PROBLEM REQUIREMENTS
Using the records below, copy out exactly the line that contains "Agricultural drone survey: scan the aerial photo for mustache." and every line that follows it, up to and including the last, and no others.

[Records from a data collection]
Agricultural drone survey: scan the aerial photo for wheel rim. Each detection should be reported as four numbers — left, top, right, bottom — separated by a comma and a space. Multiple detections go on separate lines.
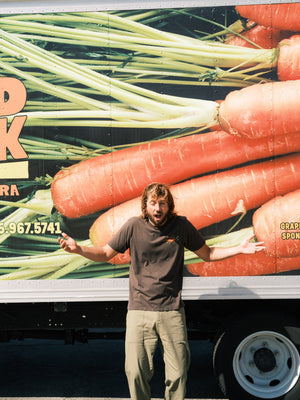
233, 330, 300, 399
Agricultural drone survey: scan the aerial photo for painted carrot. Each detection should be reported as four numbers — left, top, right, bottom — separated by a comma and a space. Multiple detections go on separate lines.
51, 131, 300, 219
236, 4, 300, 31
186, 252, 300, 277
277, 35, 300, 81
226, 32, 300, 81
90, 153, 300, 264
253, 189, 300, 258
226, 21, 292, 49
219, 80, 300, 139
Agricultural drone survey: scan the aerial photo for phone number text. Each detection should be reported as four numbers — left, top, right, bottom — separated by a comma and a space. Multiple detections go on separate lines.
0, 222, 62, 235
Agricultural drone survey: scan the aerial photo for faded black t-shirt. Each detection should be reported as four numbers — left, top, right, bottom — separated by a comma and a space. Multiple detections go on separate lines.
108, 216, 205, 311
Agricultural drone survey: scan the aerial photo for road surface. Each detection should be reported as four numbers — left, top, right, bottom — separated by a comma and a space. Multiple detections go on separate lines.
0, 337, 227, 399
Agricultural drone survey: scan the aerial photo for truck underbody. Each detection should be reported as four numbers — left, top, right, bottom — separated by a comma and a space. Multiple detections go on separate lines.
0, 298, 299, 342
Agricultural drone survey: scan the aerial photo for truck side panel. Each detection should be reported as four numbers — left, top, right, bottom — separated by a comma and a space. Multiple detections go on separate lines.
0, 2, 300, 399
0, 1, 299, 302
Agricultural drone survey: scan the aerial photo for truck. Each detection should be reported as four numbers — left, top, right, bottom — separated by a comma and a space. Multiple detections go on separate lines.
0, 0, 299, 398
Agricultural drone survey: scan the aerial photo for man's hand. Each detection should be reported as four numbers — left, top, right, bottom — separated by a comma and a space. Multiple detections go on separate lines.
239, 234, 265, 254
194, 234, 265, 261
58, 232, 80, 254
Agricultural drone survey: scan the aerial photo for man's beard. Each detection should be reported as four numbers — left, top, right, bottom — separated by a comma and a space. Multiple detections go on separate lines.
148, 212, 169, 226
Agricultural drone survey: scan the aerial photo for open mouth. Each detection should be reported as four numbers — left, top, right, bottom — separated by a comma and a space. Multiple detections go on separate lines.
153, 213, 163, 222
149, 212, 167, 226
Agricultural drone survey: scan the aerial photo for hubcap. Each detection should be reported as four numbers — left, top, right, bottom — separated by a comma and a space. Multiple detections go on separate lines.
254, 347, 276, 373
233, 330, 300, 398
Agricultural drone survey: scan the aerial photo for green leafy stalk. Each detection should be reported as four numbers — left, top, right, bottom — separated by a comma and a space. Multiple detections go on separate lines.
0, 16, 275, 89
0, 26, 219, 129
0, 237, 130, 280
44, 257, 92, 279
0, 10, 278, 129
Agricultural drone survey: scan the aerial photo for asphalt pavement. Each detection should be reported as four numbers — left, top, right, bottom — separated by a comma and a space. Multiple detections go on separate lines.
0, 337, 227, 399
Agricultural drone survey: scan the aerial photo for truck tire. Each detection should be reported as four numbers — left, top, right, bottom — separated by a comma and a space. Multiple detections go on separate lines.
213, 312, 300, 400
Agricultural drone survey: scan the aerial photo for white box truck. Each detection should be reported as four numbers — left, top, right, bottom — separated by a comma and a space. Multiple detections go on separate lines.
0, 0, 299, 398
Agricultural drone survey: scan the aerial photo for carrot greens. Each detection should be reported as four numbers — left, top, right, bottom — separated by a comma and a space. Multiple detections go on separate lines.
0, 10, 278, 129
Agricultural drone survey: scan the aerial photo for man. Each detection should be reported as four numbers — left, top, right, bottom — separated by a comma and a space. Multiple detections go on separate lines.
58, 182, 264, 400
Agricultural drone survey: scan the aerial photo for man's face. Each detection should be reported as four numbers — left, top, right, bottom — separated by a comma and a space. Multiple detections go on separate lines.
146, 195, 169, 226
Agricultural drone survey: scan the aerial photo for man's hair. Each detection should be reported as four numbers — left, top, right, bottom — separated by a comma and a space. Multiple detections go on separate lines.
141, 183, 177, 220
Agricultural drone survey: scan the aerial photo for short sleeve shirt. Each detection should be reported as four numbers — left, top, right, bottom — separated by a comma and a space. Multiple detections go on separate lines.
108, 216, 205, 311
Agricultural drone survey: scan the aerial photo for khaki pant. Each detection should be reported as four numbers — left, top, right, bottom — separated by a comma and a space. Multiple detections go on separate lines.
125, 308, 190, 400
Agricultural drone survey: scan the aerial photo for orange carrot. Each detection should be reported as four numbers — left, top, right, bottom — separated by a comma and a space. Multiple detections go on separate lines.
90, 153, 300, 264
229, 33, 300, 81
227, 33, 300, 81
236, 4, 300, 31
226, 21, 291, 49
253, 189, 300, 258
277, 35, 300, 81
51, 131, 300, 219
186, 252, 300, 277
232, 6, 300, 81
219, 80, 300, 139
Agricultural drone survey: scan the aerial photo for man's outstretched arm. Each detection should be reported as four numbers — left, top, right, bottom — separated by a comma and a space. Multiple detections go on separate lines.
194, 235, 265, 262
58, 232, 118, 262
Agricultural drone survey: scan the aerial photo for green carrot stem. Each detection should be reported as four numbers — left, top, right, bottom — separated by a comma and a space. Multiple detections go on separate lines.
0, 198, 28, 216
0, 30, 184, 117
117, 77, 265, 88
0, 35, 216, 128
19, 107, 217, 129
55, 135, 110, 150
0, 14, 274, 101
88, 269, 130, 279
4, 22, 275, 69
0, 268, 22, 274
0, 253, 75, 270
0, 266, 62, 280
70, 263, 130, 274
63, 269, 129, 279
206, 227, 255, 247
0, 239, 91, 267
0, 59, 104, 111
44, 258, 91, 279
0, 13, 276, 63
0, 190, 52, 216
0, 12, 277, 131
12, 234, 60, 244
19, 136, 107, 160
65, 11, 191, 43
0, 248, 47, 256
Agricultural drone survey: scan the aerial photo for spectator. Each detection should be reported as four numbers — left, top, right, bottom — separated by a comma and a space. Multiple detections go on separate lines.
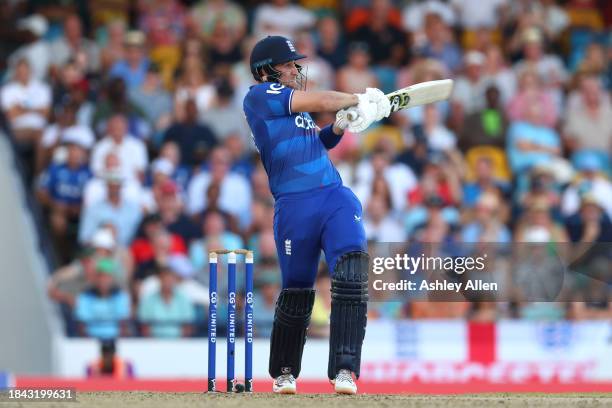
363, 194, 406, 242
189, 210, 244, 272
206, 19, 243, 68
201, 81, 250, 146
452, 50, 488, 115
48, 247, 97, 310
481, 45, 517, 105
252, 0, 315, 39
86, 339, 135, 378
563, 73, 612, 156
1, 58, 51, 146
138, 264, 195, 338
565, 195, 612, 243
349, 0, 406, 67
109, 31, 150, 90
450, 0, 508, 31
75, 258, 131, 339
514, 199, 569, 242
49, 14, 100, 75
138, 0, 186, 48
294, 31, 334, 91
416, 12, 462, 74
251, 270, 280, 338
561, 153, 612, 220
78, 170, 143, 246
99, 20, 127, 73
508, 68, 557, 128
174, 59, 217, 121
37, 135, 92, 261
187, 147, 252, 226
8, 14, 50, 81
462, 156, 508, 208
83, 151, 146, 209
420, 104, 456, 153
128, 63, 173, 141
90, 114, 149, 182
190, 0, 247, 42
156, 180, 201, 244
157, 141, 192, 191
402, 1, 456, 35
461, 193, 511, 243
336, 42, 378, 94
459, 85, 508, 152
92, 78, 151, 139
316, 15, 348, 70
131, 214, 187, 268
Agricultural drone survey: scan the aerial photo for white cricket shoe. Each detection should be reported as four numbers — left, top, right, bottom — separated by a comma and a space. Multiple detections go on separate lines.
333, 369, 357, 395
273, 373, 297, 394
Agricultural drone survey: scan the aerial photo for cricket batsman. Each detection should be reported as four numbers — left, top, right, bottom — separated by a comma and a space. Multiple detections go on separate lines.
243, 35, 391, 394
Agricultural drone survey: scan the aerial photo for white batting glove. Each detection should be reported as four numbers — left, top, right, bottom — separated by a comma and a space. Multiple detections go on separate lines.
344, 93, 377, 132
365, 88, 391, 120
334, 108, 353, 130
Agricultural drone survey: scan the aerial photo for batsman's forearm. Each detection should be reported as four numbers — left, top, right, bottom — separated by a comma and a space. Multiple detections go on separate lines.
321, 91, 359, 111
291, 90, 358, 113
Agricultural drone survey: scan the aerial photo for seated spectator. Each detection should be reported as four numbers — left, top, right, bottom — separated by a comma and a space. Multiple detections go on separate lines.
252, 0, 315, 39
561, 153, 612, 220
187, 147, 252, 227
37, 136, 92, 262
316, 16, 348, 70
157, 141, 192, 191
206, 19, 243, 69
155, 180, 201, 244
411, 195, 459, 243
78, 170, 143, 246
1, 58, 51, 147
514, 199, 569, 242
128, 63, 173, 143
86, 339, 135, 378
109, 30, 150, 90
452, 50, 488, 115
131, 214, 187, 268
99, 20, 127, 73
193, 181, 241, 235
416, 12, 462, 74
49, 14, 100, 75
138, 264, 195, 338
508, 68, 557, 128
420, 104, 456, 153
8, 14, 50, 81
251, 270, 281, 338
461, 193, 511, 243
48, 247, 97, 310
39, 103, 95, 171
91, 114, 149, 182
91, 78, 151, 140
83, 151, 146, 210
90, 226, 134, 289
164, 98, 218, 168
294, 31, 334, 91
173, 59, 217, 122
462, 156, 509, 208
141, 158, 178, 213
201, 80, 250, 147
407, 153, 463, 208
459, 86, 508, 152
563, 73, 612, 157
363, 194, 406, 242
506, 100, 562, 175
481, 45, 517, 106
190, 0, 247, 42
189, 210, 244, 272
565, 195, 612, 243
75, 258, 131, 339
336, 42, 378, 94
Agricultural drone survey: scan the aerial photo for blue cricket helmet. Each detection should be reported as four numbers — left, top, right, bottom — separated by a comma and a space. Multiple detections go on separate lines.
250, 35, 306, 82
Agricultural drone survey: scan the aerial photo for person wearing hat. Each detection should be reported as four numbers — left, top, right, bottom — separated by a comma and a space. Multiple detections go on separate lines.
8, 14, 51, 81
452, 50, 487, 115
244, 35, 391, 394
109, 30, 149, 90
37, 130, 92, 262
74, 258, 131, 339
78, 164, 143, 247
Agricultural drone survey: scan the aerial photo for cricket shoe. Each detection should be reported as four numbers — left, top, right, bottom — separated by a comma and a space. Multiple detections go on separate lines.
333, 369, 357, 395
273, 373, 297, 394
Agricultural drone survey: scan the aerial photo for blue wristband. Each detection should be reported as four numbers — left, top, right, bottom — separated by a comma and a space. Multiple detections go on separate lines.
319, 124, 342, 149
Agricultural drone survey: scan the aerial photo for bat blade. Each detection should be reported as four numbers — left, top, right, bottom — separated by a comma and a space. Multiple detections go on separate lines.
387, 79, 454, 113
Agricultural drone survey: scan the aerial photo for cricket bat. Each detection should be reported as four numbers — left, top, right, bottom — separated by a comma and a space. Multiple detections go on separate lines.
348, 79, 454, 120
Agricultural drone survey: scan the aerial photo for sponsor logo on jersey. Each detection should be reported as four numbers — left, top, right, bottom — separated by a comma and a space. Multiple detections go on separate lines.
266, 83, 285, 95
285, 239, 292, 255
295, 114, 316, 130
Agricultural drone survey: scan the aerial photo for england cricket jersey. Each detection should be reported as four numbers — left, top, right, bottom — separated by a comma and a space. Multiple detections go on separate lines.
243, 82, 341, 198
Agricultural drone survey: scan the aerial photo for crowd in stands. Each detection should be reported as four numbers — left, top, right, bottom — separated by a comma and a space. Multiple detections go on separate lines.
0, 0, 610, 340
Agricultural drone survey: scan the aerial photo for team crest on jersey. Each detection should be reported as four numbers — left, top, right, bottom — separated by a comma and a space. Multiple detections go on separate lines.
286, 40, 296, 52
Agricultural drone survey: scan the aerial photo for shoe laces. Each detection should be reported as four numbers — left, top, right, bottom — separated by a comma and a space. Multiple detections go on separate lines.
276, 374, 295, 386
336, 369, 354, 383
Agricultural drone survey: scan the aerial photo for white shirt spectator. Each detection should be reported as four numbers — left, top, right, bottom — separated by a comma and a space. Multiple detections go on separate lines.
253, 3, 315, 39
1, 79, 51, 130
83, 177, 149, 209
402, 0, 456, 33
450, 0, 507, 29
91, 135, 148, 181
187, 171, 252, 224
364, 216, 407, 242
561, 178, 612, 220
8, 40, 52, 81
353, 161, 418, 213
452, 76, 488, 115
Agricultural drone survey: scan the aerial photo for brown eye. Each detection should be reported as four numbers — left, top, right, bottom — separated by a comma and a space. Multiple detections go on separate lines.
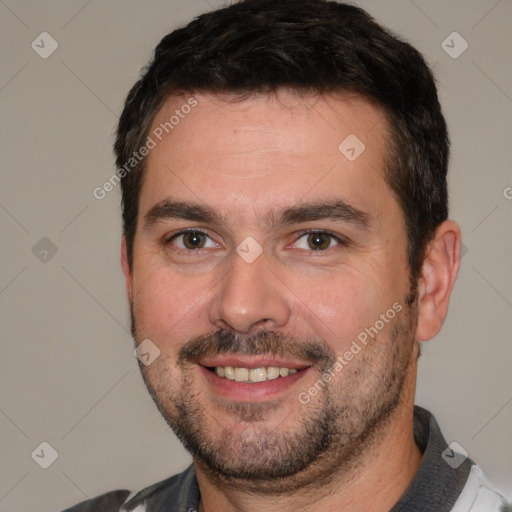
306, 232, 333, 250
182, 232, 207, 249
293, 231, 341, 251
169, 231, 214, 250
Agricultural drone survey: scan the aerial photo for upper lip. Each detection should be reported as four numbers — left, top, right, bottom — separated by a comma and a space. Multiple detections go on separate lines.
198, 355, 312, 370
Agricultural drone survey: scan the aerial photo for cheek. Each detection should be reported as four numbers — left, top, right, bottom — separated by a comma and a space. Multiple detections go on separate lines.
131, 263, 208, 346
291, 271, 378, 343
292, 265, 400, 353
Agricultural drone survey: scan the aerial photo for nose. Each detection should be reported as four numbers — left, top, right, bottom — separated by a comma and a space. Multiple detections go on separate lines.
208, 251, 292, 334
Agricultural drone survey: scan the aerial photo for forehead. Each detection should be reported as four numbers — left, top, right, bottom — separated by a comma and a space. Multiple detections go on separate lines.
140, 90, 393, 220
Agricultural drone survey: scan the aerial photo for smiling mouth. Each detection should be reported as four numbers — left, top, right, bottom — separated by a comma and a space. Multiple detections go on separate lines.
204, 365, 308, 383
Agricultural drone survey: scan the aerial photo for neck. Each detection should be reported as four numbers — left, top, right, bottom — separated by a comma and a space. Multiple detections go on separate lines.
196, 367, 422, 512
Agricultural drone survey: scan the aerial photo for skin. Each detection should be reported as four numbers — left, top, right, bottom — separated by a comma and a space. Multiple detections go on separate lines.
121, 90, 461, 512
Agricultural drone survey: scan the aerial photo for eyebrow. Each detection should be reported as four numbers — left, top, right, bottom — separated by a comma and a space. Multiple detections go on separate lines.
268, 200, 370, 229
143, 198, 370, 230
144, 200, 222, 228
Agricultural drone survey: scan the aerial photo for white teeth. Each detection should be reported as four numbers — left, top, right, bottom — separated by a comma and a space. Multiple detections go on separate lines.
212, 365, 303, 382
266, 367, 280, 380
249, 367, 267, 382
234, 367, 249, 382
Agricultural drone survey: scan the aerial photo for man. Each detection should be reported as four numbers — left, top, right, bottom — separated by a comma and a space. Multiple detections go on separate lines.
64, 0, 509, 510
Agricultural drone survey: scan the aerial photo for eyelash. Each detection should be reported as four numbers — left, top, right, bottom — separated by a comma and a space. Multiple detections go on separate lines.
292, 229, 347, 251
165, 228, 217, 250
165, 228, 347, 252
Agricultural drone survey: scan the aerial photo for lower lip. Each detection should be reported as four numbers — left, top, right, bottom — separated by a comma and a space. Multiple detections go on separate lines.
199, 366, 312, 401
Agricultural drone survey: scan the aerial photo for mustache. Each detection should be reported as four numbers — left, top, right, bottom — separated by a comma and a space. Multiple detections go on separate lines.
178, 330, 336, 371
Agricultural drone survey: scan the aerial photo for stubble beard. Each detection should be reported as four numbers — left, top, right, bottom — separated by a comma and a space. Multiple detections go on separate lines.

SOLUTION
Agricultural drone survey: scan the aerial photo for mustache. Each detection should be reported as four numbers — left, top, right, bottom — separated by a comma and a space. Multiple detections go on separate lines.
178, 330, 336, 371
Agricultural drone survey: scan the aerial photo for stubble beard. Each detection should be reported as four numbers — left, top, right, bottom — separated by a comma and a space. Multiple detections go on separate lines.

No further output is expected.